**WRITTEN INSTRUCTION:** Rewrite the rows starting at the line containing "point: bed |" and ending at the last row, substituting "socket" for every "outlet" and leaving everything else unchanged.
## Start TASK MATERIAL
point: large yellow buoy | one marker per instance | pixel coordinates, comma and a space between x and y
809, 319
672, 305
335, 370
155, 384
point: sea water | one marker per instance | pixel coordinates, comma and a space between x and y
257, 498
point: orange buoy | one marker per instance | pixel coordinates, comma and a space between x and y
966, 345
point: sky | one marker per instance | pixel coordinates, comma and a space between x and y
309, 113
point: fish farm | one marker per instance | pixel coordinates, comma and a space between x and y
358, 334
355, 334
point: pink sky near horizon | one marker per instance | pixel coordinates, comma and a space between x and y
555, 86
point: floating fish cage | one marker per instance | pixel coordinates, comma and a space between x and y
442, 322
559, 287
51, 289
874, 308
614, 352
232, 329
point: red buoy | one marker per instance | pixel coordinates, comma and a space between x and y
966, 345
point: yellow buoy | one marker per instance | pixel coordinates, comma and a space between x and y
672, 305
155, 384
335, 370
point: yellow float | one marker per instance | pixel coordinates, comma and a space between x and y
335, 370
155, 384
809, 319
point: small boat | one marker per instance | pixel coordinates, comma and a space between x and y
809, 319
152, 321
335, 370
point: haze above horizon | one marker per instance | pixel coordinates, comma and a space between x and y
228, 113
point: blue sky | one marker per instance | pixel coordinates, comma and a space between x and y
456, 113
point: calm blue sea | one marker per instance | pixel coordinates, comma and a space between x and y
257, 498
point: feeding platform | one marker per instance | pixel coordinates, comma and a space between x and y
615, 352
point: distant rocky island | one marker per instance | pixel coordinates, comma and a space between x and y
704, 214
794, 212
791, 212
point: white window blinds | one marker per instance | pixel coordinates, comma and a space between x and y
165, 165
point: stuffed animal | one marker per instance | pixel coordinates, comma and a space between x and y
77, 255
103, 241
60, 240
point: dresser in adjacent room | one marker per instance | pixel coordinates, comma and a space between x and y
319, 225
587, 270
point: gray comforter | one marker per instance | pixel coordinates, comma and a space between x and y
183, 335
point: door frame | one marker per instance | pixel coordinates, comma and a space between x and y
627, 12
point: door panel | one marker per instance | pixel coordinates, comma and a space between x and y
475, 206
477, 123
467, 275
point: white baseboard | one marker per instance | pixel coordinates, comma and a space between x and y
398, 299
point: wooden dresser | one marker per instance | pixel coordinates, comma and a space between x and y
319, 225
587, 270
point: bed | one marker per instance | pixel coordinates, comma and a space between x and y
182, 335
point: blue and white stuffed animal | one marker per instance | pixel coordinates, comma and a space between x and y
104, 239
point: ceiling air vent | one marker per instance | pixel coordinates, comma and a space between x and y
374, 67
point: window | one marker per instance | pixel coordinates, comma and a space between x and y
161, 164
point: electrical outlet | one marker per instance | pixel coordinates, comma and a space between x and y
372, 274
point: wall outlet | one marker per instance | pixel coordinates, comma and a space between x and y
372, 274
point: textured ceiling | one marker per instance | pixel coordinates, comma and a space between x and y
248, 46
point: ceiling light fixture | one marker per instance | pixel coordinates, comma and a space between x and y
## End TASK MATERIAL
**REPLY:**
point: bed | one marker per instance | pixel coordinates, comma and a space between x and y
182, 335
point: blue and white stuffed animal | one marker per instance | pixel coordinates, comma and a space between x and y
104, 239
point: ceiling air vent | one marker per instance | pixel coordinates, comma and a space between x and y
374, 67
point: window | one marker per instance | pixel coordinates, comma and a space between x and y
161, 164
point: electrical socket | one marker per instance | pixel coordinates, comma and a space between x and y
372, 274
point: wall socket | one marker per instance | pixel coordinates, comma and a space between x and y
372, 274
point: textured ceiling | one marker per instance | pixel coordinates, comma and a space between x and y
248, 46
point: ceiling light fixture | one marker per instance | pixel coordinates, comma and a space between x and y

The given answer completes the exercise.